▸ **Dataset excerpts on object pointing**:
——
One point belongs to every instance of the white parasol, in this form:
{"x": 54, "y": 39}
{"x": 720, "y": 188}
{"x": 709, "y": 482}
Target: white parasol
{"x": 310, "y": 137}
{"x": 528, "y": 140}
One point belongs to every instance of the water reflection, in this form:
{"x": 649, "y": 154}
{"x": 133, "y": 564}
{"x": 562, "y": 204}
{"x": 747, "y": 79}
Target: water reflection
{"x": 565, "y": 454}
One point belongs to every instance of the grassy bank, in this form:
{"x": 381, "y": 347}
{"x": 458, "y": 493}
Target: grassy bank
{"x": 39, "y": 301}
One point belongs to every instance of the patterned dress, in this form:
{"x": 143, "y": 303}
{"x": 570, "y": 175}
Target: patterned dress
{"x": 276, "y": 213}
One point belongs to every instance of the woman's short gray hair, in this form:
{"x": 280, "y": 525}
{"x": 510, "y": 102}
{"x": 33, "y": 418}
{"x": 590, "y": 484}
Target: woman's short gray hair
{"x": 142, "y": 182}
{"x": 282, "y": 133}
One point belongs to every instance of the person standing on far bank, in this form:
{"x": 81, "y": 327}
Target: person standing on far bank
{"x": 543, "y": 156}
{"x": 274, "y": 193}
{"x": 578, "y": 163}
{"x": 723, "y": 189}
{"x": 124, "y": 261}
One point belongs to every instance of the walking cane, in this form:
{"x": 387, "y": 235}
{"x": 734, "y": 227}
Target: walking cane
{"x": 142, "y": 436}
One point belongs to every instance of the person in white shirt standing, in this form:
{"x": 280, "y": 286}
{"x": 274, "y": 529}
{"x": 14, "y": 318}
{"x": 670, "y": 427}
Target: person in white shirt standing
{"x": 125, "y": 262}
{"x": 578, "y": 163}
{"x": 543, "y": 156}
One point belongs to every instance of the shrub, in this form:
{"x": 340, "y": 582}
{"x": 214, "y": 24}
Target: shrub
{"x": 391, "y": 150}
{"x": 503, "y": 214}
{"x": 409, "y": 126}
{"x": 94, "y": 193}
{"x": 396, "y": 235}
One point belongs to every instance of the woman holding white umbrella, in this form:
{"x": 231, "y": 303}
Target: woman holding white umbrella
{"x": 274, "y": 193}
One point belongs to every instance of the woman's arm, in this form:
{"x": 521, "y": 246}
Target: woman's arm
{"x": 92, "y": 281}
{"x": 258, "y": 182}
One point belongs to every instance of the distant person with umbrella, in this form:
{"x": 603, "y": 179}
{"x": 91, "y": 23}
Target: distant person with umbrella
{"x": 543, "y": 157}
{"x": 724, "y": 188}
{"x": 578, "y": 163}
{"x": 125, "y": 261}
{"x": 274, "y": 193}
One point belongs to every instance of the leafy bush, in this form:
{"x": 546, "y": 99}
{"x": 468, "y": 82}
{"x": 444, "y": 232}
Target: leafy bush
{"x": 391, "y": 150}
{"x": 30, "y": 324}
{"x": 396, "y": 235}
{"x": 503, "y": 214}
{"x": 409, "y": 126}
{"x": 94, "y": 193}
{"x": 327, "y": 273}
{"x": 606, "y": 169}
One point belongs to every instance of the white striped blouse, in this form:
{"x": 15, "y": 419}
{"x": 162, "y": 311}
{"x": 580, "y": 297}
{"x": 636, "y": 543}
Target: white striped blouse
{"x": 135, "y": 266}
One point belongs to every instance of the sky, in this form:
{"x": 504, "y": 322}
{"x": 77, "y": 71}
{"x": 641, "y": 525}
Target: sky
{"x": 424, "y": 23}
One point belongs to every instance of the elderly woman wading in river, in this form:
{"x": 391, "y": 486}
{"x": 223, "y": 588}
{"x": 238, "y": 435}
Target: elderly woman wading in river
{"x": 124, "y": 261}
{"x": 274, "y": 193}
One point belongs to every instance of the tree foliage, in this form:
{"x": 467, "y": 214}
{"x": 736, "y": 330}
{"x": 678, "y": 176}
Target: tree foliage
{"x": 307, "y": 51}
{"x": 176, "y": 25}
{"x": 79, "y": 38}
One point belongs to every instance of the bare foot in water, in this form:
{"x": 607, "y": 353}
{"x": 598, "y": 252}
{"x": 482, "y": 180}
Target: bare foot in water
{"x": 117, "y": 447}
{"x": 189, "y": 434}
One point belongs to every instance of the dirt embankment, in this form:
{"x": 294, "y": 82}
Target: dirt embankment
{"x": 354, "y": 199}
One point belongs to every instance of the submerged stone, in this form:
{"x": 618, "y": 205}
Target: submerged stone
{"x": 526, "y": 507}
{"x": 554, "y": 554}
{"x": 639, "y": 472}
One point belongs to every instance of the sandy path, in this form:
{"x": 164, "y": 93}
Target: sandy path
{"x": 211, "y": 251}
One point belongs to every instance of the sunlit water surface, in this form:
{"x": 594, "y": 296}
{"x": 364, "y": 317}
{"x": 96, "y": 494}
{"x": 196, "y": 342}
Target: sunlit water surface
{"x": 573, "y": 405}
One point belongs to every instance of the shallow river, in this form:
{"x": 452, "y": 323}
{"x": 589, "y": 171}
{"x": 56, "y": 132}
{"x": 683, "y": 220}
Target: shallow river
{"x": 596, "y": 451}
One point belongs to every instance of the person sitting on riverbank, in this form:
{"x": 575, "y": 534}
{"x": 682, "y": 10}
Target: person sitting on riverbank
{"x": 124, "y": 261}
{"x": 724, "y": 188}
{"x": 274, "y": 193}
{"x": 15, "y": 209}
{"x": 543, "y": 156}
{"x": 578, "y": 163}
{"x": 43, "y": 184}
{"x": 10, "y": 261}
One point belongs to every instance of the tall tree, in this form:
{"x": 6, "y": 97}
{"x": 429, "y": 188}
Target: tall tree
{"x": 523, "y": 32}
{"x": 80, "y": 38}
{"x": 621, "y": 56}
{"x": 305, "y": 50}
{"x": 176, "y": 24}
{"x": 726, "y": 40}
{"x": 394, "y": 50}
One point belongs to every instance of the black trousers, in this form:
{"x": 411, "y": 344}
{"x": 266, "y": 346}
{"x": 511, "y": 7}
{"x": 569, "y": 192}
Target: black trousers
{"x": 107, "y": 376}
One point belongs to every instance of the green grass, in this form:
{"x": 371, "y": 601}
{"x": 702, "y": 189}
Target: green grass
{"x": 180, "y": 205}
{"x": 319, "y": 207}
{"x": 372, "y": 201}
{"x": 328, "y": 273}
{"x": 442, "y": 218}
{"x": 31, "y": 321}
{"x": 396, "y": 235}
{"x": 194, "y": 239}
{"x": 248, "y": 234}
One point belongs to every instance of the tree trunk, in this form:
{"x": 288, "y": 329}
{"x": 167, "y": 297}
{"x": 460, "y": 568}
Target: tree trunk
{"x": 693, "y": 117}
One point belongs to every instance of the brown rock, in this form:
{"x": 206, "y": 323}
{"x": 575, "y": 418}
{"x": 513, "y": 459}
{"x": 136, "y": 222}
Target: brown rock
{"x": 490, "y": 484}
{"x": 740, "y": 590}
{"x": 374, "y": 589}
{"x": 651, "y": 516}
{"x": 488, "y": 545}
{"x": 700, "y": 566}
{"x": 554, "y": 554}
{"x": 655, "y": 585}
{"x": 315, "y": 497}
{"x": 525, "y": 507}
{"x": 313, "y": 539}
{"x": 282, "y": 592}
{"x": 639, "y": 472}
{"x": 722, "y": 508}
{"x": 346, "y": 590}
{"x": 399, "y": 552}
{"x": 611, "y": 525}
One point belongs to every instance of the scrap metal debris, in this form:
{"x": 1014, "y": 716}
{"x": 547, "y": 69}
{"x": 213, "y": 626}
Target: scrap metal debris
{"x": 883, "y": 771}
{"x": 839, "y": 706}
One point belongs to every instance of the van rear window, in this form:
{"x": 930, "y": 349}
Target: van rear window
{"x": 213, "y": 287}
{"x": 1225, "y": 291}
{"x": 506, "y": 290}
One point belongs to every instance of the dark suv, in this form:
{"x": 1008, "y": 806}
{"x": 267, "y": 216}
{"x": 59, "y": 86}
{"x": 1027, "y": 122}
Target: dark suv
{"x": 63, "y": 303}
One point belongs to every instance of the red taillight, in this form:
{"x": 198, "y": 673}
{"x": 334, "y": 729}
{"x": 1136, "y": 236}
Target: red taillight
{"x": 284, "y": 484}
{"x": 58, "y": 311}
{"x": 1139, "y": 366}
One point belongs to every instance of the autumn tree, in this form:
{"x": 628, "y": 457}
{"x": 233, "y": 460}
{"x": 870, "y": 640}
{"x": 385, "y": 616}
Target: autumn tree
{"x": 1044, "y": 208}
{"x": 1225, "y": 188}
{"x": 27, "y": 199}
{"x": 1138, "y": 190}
——
Rewrite the part of the entries that begins with the line containing "One point belongs to every instance of the autumn" and continues to the end of the entries, changing "autumn tree" to "fall foliage tree" and keeping everything else the same.

One point belongs to every instance of the fall foliage tree, in this form:
{"x": 628, "y": 457}
{"x": 233, "y": 460}
{"x": 870, "y": 640}
{"x": 385, "y": 616}
Target: fall foliage tree
{"x": 1044, "y": 208}
{"x": 1225, "y": 188}
{"x": 27, "y": 199}
{"x": 1138, "y": 190}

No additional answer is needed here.